### FRAGMENTO

+--

En esos días, entre comienzo y mediados del mes de julio, en un intervalo de poco más de dos semanas, entre 10.000 y 13.000 españoles morirán en las abrasadoras e inhóspitas tierras del protectorado español de Marruecos. Se cumple ahora, por tanto, un siglo del importante, desconocido y trascendente suceso de la historia de España que, de una u otra manera, alcanzará a todos y cada unos de sus rincones y, como tal, grabado en su memoria colectiva.
A la pérdida de los últimos restos del imperio ultramarino español, en 1898, –de aquel que, en el viejo dicho atribuido a Felipe II, “no se ponía nunca el sol”–, la mirada colonial se dirigió hacia los territorios más próximos del norte de África. Unas tierras que a inicios del siglo XX aún estaban fuera de las golosas apetencias de las principales potencias europeas. Hasta que, en 1912, fruto del acuerdo hispanofrancés se estableció su oportuno reparto: Francia se quedaría con la parte sur y España la franja montañosa del norte, conocida como el Rif. Una región esta última en la que desde bien pronto surgirán conflictos con las belicosas tribus autóctonas, que no reconocían su autoridad. El más grave altercado ocurrirá precisamente en otro caluroso mes de julio, pero de doce años antes, en 1909. Allí, en un lugar próximo a Melilla conocido como el Barranco del Lobo, en una emboscada morirá toda una columna de 150 soldados españoles.
El recrudecimiento del conflicto con las cabilas rifeñas alcanzará su cima en el mes de julio de 1921. Lo hará bajo el liderazgo de Mohamed Abd el-Krim (un jefe beréber que antes había sido aliado de los españoles). En el mes de junio se habría dado comienzo a una importante ofensiva española que pretendía completar la conquista militar de todo el territorio bajo su dominio. El jefe de las tropas, el general Manuel Fernández Silvestre, avanzará, sin apenas resistencia, hasta llegar al campamento de Annual; un lugar muy poco defensivo y que, al parecer, quedaba fácilmente expuesto a las armas enemigas. El desarrollo de los acontecimientos, siguiendo al escritor e historiador Julián Casanova, se producirá del siguiente modo: “el 21 de julio, aislado y sin defensas, el general decidió emprender la retirada, en realidad una fuga precipitada que terminó en el pánico general y en el caos más absoluto y que sembró de cadáveres los más de cien kilómetros que distaban hasta los muros de Melilla […] La catástrofe se consumó el 9 de agosto con la rendición del general Navarro y la matanza de sus tropas en el Monte Arruit”.

+--

### DATOS PROPORCIONADOS
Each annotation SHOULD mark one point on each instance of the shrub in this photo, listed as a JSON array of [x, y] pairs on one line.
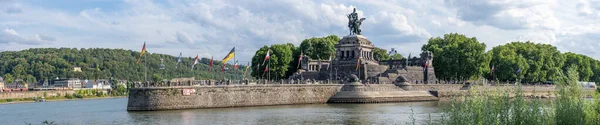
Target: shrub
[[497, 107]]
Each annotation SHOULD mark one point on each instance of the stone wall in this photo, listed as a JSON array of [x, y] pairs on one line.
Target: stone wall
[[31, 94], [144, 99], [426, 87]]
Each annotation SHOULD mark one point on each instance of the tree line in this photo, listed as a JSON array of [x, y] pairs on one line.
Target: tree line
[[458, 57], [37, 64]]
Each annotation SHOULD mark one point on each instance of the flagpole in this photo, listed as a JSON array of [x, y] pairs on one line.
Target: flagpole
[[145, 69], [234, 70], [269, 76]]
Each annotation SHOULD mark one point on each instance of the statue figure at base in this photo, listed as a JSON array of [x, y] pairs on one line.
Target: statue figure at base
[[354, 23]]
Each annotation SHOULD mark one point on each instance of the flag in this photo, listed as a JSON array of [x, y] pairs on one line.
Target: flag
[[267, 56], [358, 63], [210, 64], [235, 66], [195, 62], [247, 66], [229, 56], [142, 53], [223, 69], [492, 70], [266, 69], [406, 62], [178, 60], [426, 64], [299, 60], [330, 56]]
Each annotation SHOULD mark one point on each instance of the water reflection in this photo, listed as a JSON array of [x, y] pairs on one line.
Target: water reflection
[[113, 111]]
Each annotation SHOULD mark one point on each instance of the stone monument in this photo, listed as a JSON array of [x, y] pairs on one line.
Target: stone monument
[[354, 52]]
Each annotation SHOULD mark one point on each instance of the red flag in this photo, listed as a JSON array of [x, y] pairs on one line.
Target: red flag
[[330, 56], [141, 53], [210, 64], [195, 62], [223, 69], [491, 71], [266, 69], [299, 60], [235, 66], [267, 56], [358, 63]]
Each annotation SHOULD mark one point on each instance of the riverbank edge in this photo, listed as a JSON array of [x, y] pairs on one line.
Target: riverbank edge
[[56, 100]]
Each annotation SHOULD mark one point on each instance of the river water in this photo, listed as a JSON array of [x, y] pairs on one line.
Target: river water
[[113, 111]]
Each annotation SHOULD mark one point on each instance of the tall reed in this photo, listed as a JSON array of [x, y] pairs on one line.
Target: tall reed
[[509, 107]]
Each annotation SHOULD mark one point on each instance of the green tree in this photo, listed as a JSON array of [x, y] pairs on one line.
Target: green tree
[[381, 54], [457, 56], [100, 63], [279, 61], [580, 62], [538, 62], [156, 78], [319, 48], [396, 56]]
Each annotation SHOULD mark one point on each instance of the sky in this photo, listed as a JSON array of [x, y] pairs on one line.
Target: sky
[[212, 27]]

+--

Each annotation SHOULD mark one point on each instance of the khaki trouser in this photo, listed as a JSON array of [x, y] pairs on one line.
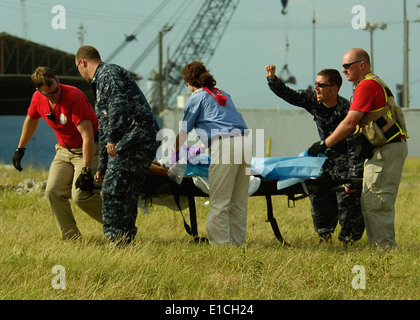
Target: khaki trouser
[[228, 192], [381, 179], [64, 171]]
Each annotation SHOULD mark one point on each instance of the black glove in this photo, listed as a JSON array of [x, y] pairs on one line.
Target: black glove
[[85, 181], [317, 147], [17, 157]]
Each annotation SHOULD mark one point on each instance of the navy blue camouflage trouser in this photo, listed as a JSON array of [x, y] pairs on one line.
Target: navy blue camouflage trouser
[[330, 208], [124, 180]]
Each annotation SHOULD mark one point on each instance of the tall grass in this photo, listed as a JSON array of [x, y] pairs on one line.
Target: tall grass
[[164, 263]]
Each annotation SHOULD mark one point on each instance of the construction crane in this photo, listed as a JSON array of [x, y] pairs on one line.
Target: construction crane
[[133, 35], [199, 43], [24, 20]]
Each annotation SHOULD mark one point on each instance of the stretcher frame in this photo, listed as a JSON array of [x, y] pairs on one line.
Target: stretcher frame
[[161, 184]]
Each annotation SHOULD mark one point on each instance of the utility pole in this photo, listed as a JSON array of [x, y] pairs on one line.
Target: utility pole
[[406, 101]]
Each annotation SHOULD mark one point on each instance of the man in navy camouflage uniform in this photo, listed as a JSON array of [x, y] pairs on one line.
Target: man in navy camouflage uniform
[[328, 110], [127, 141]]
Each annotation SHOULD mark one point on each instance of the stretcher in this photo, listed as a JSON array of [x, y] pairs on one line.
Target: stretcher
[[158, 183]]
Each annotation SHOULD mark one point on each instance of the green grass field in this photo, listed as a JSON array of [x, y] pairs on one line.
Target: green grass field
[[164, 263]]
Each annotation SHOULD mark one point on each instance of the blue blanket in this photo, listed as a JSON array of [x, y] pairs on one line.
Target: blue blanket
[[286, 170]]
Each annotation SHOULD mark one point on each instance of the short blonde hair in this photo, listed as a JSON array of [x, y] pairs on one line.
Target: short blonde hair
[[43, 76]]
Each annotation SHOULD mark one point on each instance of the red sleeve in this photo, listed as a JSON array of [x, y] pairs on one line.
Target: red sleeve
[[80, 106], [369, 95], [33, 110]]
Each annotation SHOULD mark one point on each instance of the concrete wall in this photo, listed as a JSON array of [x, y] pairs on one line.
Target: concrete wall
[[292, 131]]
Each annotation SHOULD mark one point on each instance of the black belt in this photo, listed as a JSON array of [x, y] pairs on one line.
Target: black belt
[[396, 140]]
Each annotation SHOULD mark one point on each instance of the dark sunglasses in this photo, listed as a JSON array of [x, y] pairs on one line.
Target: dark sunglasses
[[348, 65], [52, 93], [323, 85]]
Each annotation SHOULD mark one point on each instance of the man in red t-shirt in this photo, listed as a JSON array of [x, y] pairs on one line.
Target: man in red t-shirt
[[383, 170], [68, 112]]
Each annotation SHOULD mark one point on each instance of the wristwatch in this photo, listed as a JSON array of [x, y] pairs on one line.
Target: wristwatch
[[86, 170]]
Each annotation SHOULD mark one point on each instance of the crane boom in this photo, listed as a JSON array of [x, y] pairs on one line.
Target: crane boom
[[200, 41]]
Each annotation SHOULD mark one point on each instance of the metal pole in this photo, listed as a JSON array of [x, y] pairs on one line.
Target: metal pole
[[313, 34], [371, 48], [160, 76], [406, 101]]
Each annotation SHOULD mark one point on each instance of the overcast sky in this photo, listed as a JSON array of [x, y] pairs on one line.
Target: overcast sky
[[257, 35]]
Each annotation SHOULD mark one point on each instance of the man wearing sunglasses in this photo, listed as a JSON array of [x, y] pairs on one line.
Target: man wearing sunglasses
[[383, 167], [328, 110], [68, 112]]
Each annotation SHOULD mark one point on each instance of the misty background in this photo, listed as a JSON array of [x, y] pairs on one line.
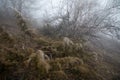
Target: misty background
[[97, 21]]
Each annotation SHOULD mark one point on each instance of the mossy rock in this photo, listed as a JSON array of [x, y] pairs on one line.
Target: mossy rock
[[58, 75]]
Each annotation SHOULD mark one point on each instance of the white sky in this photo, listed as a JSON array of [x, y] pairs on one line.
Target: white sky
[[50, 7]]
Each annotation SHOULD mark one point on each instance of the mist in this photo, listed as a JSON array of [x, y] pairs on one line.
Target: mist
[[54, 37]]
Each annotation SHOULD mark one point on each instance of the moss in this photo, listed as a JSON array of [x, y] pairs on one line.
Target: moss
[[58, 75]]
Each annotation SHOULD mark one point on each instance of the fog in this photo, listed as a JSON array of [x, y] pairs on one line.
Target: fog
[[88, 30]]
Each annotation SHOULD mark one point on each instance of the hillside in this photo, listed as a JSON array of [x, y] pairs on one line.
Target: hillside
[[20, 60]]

+--

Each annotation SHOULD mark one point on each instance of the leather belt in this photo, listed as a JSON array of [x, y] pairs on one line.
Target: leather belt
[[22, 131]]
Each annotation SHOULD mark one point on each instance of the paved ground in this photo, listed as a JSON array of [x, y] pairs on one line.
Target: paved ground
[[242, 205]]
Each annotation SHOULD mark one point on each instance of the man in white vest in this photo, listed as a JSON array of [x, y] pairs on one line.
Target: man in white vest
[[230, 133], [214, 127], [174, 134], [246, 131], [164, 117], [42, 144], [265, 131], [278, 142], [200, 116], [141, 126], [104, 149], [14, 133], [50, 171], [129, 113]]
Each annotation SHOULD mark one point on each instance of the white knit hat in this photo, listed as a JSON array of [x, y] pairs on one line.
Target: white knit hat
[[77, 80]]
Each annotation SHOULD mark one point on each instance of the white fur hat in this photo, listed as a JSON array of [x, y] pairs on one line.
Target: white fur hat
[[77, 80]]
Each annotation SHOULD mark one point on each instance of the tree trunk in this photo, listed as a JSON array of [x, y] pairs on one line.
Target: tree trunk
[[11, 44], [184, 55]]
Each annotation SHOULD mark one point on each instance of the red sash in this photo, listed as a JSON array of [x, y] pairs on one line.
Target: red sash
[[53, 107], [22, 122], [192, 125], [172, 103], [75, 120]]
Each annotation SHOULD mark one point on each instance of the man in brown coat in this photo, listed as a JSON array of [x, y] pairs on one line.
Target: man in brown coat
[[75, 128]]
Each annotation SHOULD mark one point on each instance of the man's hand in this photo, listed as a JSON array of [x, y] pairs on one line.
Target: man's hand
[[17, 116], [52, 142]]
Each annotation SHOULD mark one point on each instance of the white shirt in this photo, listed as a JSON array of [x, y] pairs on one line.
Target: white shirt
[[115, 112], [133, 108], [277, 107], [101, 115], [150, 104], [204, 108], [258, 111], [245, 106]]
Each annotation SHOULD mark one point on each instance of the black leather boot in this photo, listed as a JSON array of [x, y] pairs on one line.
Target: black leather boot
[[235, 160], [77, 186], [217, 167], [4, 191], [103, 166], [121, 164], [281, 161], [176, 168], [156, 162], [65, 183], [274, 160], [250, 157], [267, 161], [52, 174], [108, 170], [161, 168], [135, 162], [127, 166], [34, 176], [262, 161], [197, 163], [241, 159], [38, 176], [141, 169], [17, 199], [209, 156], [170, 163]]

+--

### TAREA A
Reproduce el tramo del fragmento sobre Annual que va desde "En esos días, entre" hasta "su memoria colectiva.", sustituyendo "abrasadoras" por "ardientes".
### TAREA B
Reanuda el fragmento sobre Annual a continuación de su última frase.
Los registros proceden de una fuente distinta.

### RESPUESTA A
En esos días, entre comienzo y mediados del mes de julio, en un intervalo de poco más de dos semanas, entre 10.000 y 13.000 españoles morirán en las ardientes e inhóspitas tierras del protectorado español de Marruecos. Se cumple ahora, por tanto, un siglo del importante, desconocido y trascendente suceso de la historia de España que, de una u otra manera, alcanzará a todos y cada unos de sus rincones y, como tal, grabado en su memoria colectiva.

### RESPUESTA B
La llegada de las noticias sobre los sangrientos hechos conmocionará profundamente a España entera y será causa directa de las crisis políticas que se sucederán hasta el golpe de Estado de 1923 y la implantación de la dictadura de Miguel Primo de Rivera –y, por supuesto, de la posterior caída de la monarquía de Alfonso XIII–. Aquella trágica derrota del Ejército español fue el comienzo de la última guerra colonial española. Una guerra que durará seis años más y que finalizará con la ocupación militar del protectorado de Marruecos.
Un conflicto bélico que, como es de suponer, causará un tremendo impacto en todos y cada uno de nuestros pueblos y ciudades granadinas, pues, recordemos que las quintas recaían siempre sobre los jóvenes de las familias más desfavorecidas y, a pesar de la obligatoriedad del servicio, los hijos de los más pudientes pagando una cantidad veían reducida su presencia en filas y, en todo caso, se aseguraban destinos preferentes y libres de peligro: los soldados de cuota. Una disconformidad y movilización popular contra la guerra que, ya en el verano de 1909, habría provocado la conocida como Semana Trágica de Barcelona; desencadenada a raíz de la huelga convocada para impedir el embarque de las tropas hacia Marruecos.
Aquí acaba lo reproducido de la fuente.